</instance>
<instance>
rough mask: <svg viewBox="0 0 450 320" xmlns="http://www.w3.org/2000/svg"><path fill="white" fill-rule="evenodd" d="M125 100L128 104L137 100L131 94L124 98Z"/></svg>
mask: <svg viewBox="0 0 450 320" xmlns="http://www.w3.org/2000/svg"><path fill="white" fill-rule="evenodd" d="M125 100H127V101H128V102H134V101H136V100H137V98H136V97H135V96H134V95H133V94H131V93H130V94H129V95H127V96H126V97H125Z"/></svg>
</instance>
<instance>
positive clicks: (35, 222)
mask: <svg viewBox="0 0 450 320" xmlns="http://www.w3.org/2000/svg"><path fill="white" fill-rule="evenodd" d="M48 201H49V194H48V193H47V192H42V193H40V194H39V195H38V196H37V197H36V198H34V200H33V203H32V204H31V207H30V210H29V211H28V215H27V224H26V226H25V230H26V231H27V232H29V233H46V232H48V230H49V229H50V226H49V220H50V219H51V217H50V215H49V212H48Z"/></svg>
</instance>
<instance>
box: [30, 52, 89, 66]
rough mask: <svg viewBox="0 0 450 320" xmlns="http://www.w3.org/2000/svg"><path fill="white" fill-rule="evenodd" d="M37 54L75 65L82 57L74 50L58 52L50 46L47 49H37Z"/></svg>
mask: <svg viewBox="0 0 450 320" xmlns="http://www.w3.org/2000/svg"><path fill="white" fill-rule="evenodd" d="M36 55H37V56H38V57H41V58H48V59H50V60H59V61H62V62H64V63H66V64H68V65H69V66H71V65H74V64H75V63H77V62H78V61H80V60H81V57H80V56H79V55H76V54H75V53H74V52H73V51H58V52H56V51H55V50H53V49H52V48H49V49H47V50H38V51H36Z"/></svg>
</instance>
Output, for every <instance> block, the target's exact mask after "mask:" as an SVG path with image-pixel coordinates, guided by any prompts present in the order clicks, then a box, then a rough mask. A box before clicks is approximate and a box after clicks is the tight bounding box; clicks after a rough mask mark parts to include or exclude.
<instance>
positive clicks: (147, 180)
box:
☆ ☆ ☆
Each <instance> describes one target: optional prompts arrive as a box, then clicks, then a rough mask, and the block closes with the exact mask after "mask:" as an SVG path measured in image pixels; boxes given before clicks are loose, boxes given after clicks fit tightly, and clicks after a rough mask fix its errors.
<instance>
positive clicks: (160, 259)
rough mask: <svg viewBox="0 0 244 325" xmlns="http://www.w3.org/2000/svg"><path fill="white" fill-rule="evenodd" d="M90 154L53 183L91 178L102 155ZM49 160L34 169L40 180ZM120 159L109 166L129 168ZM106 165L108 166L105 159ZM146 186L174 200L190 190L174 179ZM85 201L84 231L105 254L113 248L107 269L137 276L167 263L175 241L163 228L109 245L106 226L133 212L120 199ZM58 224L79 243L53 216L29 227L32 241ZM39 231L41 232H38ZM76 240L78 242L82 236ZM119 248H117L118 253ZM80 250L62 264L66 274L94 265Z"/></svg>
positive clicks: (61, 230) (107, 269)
☆ ☆ ☆
### [EXERCISE PROMPT]
Starting at the line above that contains "Each <instance> describes", repeat each line exactly up to and including the line that contains "positive clicks: (160, 259)", and stop there.

### [ANSWER FOR THE TASK]
Each <instance> describes one target: optional prompts arrive as a box, then clicks, then a rough mask, and the block closes with the exact mask after "mask:" as an SVG path measured in image pixels; boxes given before clicks are loose, boxes given after clicks fit tightly, and clicks after a rough mask fix its errors.
<instance>
positive clicks: (160, 259)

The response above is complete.